TASKS AND EXERCISES —
1. Copy the SQL Server passage word for word, starting with "If getting data" and going on through "State Disk (SSD)?".
2. Write the next part of the SQL Server passage about memory and solid state drives, picking up after its final sentence and keeping it separate from the material.

---------- PASSAGE

No single metric will help us catch this particular cannibal. We should set SQL Server’s max server memory (as well as min server memory) to appropriate values. In the former case, we’d like to set it as high as we can, while leaving 10%, or 4 GB, whichever is greater, free for the OS to ensure it has sufficient memory for its needs.

We need to monitor for potential memory issues. There is nowhere near enough space in this article to offer full details on this topic (see the Further Reading list for some useful links), but we need to monitor wait stats. For example, if we constantly see high waits on PAGEIOLATCH*, then we need to investigate the possibility that that SQL Server needs more memory than it has. Of course, adding more memory may not be the best fix; we may just need to improve our index design, for example, but we’ll at least know that we have a problem.

We can also monitor the Total Server Memory (KB) and Target Server Memory (KB) counters, the former indicating how much memory SQL Server is currently using in the buffer pool and the latter is, loosely speaking, how much it would “like” to use. If you’ve set max server memory then this will be the value of target server memory (if not, it’s based on SQL Server’s calculations). If you’re experiencing memory issues and total server memory is much lower than the target, then you’ll want to see if our “cannibal” has struck.

The Solid State Drive that turns into a Zombie

If getting data off traditional disk is akin to walking at 5mph, and out of memory is walking at the speed of light, then what is the relative speed of getting data off Solid State Disk (SSD)?

Well, it depends on a number of factors, including the type of SSD, the manufacturer and their configuration. They offer blazing fast read and write performance compared to traditional magnetic drives, especially for random reads and writes. If a system is experiencing 10 bottlenecks due to, for example, TempDB contention, it’s possible to move the TempDB files onto solid state storage and see, initially at least, a massive boost in performance. Unfortunately, what many people find is that they start using, for example, Fusion IO drives, see the nice performance boost, wait 6 months, and to their dismay suddenly notice that performance is back down at the old “magnetic drive” level.

To borrow Barney’s analogy from “How I met your Mother”, if your SSD is this hot, it is allowed to be this crazy…

.and it needs a lot of care and attention.

--------------------
---------- DATA LINES

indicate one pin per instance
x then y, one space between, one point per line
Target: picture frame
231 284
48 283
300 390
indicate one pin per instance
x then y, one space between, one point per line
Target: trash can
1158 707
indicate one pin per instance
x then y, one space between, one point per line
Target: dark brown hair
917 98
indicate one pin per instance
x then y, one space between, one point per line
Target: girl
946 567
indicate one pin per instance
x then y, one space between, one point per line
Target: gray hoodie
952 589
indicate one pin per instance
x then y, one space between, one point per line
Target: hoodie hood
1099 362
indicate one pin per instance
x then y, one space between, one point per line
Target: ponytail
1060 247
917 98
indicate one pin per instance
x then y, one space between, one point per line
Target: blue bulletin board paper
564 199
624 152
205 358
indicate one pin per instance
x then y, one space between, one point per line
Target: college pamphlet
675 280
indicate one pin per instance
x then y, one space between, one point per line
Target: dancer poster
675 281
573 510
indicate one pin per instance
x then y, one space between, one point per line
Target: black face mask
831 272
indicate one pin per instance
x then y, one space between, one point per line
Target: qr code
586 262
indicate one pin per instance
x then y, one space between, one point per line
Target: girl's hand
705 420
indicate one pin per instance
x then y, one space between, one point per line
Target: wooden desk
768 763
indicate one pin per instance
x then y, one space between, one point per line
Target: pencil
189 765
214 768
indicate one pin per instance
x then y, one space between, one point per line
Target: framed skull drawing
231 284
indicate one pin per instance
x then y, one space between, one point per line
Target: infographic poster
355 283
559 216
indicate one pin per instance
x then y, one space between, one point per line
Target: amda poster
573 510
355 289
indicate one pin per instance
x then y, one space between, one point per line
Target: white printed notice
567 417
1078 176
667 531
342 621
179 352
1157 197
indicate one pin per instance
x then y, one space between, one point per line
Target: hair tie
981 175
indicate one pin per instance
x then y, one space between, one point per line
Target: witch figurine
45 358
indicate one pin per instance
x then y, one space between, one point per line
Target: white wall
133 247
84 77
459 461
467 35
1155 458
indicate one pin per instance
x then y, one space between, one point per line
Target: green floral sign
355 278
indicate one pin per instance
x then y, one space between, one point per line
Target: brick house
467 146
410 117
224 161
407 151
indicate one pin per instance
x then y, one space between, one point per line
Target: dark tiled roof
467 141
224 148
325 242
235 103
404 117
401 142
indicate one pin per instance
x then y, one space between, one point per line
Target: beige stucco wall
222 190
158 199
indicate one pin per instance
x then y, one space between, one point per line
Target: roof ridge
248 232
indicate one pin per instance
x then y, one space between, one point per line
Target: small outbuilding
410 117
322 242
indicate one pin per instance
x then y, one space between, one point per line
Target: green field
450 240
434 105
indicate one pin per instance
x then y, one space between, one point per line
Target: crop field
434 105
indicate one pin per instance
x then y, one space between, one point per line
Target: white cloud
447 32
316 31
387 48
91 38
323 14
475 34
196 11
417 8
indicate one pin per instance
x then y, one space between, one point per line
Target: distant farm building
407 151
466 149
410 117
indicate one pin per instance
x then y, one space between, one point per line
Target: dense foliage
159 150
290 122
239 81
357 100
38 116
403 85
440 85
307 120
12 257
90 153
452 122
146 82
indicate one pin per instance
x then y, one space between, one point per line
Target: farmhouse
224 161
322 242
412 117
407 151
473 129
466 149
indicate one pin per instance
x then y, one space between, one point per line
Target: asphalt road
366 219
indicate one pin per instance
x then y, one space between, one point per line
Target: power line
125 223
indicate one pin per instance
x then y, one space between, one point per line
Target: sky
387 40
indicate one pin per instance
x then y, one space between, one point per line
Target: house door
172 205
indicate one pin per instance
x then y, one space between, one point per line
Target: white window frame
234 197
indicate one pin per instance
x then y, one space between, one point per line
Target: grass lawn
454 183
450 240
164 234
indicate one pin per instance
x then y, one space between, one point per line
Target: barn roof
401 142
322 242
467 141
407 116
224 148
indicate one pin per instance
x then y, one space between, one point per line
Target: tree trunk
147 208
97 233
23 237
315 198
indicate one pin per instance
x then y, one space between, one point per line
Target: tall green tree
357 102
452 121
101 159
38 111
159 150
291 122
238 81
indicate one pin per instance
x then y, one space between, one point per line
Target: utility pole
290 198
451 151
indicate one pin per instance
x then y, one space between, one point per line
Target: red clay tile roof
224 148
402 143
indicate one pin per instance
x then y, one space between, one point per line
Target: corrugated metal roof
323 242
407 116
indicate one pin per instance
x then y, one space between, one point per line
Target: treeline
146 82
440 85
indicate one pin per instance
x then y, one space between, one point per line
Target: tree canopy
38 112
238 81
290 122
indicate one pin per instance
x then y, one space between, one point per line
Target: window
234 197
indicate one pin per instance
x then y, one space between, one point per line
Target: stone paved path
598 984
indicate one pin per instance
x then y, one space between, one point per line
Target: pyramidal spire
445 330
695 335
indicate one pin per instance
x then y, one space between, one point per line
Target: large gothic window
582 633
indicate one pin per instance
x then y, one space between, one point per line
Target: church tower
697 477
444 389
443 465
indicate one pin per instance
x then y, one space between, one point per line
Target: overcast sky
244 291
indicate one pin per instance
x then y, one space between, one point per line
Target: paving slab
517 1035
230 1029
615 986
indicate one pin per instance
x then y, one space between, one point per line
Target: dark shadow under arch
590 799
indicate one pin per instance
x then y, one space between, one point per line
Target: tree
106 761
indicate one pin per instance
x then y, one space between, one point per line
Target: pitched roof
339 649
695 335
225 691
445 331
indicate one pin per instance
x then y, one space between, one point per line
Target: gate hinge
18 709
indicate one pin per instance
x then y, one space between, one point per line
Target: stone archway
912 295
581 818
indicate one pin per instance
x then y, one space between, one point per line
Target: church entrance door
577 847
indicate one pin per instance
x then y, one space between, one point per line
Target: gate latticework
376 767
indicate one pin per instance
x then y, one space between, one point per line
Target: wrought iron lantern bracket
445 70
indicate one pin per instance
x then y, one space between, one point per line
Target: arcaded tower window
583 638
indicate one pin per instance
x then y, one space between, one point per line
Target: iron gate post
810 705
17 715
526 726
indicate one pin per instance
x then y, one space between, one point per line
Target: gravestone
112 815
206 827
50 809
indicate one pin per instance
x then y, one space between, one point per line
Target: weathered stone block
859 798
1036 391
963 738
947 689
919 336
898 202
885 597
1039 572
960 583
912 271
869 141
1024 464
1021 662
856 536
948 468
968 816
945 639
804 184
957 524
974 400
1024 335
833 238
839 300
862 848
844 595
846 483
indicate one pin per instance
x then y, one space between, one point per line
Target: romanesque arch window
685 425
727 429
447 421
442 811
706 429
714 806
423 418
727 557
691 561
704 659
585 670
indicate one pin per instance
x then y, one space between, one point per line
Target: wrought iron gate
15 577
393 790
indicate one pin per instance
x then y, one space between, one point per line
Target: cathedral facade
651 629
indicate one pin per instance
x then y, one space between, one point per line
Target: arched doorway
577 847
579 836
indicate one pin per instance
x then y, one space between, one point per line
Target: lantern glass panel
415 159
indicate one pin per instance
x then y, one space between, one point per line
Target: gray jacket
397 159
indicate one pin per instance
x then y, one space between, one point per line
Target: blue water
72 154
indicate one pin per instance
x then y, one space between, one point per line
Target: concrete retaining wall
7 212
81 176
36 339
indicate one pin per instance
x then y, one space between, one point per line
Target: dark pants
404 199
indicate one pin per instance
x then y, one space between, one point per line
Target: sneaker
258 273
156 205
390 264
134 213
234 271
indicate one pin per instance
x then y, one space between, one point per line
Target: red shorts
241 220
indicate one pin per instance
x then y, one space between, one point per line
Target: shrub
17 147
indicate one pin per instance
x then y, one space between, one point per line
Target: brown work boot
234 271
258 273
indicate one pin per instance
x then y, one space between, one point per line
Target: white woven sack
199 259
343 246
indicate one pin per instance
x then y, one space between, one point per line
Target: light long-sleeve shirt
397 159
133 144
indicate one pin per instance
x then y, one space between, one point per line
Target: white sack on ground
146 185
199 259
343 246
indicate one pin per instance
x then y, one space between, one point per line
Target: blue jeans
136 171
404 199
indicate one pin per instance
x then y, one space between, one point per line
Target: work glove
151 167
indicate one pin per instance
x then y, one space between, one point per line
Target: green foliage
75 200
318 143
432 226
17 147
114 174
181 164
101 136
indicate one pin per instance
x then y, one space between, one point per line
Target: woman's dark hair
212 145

--------------------

EXPECTED RESULTS —
1.
If getting data off traditional disk is akin to walking at 5mph, and out of memory is walking at the speed of light, then what is the relative speed of getting data off Solid State Disk (SSD)?

2.
A common mistake, even though the documentation for the various SSDs describes the requirements, is under-provisioning of memory. Fusion IO drives can require a huge amount of memory, based on sector size and drive size. Depending on the drive types and quantities (especially with multiple mirrored pairs), it may be necessary to leave up to 50 – 80 GB memory free just for the drives. Of course, we generally buy them in pairs for RAID arrays, so it’s a lot of memory we need to provision, just for the SSDs.

The other common problem is that some SSDs slow down as they fill up or do repeated writes. Again, we can’t go into the details here (see the Further Reading section for some good resources) but, in short, for a traditional disk drive, overwriting a block that contains “deleted” data performs about the same as writing to on empty block. In an SSD, there is a big difference; the former is a lot slower. Therefore, as the SSD fills up, and the probability of need to overwrite grows, the performance degrades. The TRIM command was introduced to ensure that deleting data actually also removes it from the drive instead of just deleting the pointer but, unfortunately, when the drives form part of a RAID array, the RAID controller does not pass that command to the drives.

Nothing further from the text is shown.